▶ Requirements:
Exactly the lines from the line containing "Annotate each instance of the sculpture knee" through the final line of the entries below must be returned, and only those, without pictures.

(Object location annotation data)
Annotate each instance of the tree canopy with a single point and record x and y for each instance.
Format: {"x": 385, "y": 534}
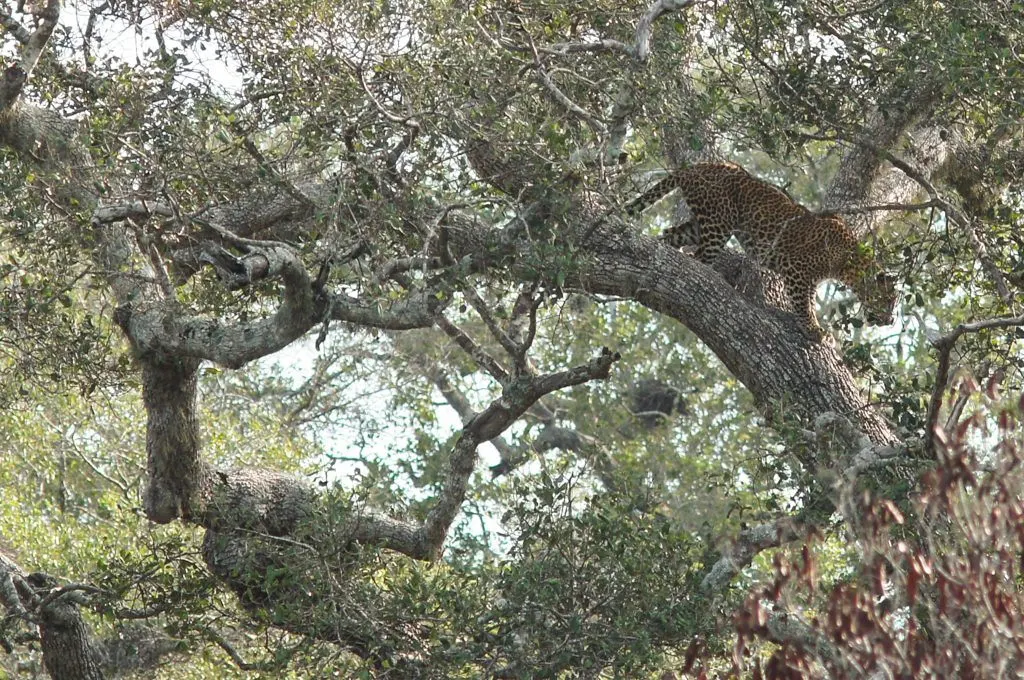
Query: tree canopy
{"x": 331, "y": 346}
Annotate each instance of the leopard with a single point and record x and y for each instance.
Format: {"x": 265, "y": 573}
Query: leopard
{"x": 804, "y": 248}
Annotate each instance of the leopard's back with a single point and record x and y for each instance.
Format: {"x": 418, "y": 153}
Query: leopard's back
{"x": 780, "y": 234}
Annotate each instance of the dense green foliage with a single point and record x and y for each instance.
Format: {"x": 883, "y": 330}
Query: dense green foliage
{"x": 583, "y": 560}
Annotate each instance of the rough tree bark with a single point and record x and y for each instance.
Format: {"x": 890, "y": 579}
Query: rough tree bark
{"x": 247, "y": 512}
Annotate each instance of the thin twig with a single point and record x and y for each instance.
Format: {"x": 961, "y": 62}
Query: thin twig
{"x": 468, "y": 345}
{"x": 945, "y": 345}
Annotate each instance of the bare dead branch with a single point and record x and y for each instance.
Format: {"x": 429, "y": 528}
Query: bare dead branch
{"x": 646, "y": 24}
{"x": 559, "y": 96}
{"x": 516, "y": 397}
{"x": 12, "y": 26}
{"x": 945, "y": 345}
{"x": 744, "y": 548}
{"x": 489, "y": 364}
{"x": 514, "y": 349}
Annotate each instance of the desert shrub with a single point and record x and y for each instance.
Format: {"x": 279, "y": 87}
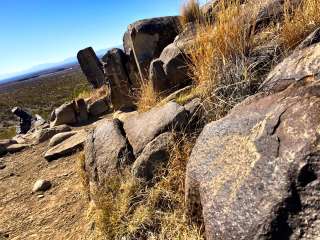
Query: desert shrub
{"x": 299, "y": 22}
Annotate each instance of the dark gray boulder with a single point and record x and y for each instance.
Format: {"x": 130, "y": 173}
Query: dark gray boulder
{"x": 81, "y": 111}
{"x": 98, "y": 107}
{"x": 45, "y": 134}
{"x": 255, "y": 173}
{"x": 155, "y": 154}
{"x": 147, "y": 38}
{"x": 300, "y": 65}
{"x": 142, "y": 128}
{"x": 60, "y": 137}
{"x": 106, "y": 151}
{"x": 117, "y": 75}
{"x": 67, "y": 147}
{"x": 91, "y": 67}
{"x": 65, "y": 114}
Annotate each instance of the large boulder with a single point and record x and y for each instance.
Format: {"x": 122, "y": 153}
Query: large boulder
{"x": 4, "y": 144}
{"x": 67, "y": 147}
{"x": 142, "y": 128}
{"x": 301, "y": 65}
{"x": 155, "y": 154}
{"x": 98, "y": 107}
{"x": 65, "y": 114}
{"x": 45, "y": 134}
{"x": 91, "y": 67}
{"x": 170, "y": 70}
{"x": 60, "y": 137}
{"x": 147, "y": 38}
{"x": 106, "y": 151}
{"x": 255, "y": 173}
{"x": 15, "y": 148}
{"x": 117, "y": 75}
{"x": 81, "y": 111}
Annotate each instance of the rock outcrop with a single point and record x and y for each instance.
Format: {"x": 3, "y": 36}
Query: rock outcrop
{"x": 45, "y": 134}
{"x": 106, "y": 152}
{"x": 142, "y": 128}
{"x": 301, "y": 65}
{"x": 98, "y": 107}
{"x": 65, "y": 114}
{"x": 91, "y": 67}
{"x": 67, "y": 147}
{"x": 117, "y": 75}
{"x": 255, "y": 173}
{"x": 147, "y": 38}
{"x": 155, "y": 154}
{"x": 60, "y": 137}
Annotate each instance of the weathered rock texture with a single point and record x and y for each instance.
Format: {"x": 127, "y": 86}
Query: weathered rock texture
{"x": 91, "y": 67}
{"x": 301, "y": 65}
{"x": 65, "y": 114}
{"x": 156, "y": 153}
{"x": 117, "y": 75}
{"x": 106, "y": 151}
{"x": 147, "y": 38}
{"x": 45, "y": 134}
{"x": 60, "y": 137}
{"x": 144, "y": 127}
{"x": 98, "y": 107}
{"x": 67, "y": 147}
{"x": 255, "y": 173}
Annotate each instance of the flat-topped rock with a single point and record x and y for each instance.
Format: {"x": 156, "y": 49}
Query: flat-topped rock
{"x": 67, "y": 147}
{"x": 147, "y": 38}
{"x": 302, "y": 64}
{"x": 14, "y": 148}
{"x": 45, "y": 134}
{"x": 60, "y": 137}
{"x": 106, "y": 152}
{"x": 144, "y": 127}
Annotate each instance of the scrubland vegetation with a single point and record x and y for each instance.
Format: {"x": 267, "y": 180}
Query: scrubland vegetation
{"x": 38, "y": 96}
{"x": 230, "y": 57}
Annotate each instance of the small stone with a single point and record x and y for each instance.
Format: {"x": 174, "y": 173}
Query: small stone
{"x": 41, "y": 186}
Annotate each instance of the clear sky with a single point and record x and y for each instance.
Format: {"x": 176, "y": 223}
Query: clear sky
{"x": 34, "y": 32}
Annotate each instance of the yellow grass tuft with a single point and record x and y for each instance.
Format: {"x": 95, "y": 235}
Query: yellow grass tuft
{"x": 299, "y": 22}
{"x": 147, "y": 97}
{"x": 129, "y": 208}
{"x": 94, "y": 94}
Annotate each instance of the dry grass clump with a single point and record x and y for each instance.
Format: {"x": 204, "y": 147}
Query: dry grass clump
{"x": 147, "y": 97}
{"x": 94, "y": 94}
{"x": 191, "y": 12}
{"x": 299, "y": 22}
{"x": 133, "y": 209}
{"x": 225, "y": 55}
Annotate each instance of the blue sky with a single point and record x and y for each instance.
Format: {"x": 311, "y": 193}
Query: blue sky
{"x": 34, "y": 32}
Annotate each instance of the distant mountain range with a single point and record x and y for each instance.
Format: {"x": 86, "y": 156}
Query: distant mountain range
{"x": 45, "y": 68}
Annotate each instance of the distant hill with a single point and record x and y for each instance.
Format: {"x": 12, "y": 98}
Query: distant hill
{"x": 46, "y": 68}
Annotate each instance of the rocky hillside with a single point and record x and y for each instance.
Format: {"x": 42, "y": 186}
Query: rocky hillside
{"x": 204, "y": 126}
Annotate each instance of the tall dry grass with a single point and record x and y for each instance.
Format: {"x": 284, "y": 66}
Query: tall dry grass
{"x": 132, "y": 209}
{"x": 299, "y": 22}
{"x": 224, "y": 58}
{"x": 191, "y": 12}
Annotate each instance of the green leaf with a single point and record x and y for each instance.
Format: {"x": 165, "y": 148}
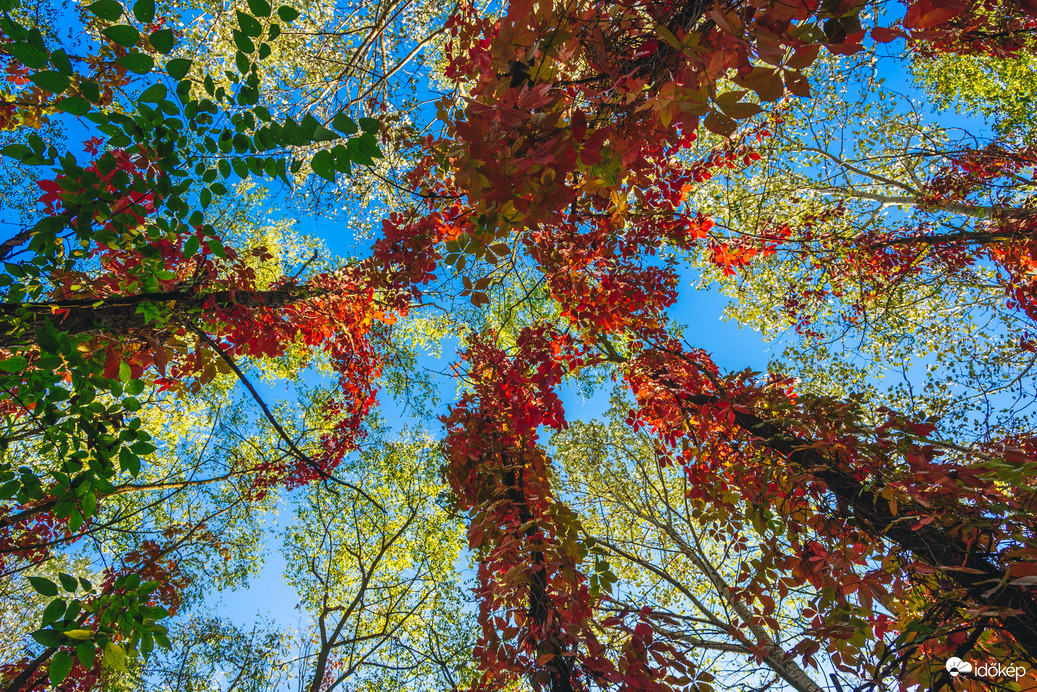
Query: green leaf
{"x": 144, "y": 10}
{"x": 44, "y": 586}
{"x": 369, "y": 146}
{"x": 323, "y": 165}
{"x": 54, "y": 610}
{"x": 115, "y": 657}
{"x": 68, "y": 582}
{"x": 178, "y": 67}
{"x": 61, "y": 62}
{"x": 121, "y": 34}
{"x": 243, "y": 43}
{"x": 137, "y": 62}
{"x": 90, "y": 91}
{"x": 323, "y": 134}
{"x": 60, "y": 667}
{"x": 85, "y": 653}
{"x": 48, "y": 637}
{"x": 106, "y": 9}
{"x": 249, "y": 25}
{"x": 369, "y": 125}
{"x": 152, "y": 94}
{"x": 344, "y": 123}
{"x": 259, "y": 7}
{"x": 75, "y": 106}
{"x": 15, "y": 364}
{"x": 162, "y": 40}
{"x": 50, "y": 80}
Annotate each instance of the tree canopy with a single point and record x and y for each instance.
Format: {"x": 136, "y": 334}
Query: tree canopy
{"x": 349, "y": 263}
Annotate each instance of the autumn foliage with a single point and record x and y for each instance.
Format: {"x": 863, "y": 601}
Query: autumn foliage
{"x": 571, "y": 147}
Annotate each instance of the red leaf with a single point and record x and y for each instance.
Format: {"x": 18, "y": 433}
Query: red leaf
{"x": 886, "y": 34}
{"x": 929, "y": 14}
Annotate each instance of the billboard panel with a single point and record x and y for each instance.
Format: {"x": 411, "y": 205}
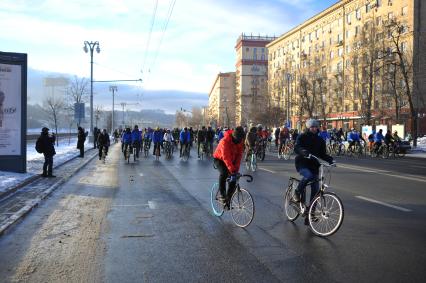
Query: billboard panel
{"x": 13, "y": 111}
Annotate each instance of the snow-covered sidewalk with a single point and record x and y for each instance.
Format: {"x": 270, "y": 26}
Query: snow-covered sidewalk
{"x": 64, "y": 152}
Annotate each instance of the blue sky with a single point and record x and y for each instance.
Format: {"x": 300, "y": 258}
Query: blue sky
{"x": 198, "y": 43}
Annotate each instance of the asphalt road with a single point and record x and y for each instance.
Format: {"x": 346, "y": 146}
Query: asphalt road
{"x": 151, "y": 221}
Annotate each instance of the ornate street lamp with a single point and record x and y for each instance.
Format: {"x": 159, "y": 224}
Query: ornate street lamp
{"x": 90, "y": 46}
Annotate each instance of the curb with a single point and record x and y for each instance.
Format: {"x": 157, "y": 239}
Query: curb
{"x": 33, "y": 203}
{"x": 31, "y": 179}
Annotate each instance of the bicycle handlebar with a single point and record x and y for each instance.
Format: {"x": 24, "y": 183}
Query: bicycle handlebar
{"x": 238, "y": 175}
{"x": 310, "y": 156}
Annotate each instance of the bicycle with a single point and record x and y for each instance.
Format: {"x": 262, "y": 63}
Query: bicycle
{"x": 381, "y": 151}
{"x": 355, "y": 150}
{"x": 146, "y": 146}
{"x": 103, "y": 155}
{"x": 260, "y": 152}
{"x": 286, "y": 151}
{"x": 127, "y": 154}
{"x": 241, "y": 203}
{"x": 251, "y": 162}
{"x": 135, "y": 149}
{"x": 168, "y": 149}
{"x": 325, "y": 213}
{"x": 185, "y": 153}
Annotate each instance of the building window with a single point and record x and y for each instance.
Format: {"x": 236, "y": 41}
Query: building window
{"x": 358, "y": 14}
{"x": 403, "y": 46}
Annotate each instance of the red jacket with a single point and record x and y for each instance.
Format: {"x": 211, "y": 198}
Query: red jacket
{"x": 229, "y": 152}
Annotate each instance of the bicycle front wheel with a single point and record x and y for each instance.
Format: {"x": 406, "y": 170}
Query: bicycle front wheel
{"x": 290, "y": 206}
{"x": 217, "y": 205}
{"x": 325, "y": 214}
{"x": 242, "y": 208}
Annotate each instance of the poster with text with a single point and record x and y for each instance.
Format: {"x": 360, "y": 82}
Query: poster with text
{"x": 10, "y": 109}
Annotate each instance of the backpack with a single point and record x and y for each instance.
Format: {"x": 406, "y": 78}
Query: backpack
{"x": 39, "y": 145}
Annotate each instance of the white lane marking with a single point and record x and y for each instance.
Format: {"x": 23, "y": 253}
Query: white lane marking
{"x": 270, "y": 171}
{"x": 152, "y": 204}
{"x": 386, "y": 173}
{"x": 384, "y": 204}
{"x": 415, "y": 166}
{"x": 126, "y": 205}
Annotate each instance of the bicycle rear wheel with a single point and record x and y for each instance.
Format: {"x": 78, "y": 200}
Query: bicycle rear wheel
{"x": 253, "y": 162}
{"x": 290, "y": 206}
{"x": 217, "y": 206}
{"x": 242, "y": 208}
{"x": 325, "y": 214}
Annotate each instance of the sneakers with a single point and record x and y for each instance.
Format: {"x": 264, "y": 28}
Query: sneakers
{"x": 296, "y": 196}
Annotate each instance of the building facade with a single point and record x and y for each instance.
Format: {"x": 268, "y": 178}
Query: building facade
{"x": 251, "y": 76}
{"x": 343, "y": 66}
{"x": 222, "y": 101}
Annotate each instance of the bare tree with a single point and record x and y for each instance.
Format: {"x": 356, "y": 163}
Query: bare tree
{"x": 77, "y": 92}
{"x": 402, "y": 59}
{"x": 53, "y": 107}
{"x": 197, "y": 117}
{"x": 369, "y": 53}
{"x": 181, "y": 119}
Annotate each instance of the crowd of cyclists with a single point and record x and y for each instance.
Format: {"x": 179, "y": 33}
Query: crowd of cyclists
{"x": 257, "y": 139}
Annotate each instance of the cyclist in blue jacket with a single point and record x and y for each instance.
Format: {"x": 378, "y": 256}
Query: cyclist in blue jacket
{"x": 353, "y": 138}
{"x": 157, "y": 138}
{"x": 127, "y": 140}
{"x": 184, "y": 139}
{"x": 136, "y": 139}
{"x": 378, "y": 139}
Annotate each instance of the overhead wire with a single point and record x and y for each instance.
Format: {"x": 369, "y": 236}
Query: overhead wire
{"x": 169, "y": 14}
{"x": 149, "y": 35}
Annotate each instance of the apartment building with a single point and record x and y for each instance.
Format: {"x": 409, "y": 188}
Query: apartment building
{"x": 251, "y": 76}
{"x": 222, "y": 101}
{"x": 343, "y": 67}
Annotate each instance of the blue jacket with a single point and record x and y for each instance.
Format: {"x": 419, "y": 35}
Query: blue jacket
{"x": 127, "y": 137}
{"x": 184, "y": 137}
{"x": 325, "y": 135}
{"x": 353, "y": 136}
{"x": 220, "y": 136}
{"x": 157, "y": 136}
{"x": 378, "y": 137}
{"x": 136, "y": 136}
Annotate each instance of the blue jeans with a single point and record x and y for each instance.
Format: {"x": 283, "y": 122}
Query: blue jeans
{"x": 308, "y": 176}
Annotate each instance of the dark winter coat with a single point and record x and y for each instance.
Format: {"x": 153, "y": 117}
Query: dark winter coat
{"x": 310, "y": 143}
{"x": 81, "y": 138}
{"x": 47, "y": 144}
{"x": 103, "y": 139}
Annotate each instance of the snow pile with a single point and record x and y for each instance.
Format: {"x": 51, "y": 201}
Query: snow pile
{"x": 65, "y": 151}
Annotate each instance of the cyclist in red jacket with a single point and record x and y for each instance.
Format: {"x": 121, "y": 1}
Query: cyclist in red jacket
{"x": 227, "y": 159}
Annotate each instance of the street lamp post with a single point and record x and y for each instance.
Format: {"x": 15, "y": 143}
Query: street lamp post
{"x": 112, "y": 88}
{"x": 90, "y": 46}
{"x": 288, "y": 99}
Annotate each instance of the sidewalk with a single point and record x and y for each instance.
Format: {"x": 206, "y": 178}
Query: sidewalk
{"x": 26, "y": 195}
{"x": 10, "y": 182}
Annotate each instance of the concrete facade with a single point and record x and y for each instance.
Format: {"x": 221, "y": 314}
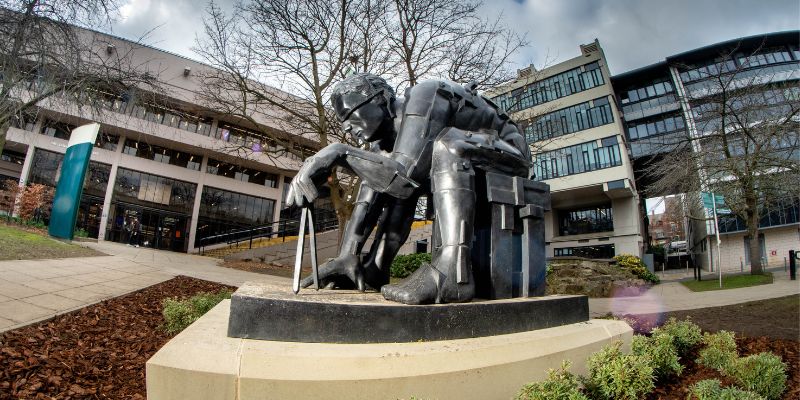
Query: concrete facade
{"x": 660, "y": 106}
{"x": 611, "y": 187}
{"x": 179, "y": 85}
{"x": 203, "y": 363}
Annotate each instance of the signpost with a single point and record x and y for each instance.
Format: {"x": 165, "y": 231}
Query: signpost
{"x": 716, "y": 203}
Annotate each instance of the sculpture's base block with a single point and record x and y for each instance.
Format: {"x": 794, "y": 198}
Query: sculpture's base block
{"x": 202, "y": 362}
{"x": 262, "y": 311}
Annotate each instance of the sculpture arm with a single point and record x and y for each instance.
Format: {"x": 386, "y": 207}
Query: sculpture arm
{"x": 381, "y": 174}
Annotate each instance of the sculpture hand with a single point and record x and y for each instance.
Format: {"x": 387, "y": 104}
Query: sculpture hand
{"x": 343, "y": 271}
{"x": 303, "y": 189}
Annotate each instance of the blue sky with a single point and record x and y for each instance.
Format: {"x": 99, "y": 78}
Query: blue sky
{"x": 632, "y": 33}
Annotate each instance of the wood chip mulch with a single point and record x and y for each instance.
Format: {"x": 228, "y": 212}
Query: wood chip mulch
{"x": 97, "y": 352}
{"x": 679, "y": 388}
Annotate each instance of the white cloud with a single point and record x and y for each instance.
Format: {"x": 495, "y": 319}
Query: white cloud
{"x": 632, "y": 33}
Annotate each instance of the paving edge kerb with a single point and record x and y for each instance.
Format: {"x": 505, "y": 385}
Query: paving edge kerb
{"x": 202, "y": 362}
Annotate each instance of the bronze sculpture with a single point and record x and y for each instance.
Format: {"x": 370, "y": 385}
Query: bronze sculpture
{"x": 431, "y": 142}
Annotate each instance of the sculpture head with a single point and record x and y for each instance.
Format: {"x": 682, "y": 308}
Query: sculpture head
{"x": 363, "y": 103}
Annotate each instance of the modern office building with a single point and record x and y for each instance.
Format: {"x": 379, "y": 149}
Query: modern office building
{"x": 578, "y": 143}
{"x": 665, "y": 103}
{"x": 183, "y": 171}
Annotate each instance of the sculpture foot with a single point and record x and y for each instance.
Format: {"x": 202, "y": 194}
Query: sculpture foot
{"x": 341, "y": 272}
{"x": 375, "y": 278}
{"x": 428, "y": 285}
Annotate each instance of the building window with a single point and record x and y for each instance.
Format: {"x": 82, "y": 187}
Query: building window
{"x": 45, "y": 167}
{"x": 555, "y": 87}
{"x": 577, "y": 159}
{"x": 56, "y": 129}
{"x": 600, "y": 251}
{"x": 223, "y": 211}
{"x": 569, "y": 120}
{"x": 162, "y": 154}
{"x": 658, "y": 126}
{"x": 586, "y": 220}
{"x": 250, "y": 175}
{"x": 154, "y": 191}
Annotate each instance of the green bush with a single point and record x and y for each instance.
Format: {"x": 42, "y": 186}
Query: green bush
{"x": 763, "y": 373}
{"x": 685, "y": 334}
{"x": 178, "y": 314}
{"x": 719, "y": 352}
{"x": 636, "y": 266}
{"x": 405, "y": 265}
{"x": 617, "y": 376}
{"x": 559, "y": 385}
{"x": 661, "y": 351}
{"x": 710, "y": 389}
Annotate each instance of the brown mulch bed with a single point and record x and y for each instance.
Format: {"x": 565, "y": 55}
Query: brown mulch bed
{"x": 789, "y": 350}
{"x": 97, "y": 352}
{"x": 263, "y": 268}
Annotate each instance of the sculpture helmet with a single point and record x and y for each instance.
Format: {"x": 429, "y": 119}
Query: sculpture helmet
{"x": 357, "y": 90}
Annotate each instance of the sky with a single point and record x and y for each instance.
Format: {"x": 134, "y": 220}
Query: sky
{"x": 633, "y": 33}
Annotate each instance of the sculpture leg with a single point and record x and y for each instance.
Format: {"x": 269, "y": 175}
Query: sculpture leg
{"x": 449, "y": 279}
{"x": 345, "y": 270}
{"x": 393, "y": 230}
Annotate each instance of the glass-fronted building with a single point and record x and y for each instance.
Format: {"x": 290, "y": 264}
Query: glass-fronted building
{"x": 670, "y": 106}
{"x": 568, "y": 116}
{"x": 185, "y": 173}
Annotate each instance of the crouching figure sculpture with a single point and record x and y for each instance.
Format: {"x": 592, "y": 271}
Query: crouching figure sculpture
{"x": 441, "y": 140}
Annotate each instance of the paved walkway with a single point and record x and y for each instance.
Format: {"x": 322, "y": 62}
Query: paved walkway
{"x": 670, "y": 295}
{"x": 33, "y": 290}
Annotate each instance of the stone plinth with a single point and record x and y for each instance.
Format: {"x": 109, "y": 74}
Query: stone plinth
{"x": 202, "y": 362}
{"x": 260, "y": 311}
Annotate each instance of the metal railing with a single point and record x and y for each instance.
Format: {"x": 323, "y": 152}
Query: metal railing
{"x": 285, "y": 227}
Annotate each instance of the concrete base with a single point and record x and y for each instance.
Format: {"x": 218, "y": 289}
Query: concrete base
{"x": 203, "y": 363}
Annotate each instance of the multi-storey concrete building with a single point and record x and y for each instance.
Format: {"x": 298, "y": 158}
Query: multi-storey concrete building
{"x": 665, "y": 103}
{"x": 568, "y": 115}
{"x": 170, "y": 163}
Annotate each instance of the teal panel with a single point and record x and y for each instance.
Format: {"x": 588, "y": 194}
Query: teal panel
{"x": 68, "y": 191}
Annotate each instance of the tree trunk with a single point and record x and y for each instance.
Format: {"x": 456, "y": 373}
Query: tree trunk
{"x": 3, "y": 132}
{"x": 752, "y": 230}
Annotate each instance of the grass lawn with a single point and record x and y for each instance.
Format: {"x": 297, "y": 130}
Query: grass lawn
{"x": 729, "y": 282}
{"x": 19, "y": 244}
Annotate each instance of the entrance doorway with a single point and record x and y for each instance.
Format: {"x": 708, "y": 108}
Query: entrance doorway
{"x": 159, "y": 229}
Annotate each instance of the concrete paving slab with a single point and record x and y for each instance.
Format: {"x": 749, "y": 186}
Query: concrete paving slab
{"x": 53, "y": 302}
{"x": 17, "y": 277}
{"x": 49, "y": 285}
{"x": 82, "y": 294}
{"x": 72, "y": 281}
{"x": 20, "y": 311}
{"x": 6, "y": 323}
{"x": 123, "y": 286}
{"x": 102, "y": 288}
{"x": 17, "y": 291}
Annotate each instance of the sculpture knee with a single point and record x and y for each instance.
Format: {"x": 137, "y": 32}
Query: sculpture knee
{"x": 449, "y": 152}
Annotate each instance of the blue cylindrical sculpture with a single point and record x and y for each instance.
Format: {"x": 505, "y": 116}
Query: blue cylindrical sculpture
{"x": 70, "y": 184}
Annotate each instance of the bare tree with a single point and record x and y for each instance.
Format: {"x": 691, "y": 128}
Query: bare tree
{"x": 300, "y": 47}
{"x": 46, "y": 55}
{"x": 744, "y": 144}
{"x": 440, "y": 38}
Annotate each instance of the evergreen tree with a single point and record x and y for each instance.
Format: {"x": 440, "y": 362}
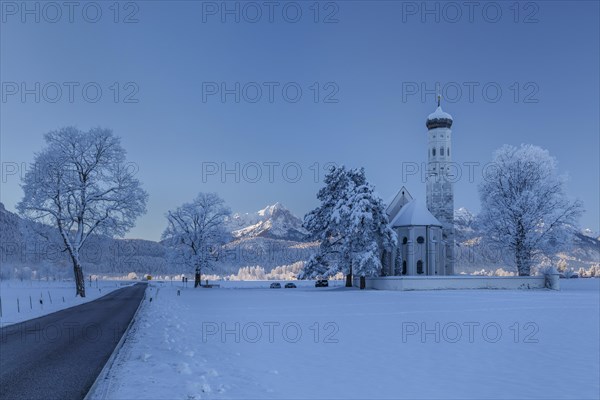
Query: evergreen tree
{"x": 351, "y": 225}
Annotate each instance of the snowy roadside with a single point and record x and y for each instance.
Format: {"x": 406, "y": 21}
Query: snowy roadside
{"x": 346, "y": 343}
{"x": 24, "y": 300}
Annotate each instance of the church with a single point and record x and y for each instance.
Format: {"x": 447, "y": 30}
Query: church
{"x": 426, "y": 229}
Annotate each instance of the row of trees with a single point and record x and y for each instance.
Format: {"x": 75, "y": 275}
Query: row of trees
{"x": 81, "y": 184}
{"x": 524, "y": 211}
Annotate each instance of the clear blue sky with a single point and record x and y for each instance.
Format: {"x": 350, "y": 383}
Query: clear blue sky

▶ Output:
Annotate each instance of the sculpture knee with a single point and record x and y for each instance.
Format: {"x": 137, "y": 32}
Query: sculpture knee
{"x": 449, "y": 152}
Annotate each instance of the blue cylindrical sculpture with a single point and record x and y for each instance.
Format: {"x": 505, "y": 116}
Query: blue cylindrical sculpture
{"x": 70, "y": 184}
Annotate each instance of the bare tree with a single point and record x and y for each instance.
Format: {"x": 691, "y": 128}
Query: bare tree
{"x": 300, "y": 47}
{"x": 46, "y": 55}
{"x": 744, "y": 144}
{"x": 440, "y": 38}
Annotate each instance of the evergreen tree with a single point and record x and y for each instance.
Format: {"x": 440, "y": 362}
Query: evergreen tree
{"x": 351, "y": 225}
Annotate each instance of the snowy roadside with a single point and record x and y for each instance.
Format: {"x": 406, "y": 21}
Query: snowy roadside
{"x": 346, "y": 343}
{"x": 24, "y": 300}
Annotate each instance of the church with a single point and record x and y for each instance.
Format: {"x": 447, "y": 30}
Query: church
{"x": 426, "y": 229}
Annotate each instance of the row of trees with a single point and record x and y for each instance.
Format: {"x": 75, "y": 275}
Query: row of trees
{"x": 81, "y": 184}
{"x": 524, "y": 211}
Annotate each instance of the clear blue sky with a single point and record x and y for each instance.
Format: {"x": 350, "y": 383}
Query: clear blue sky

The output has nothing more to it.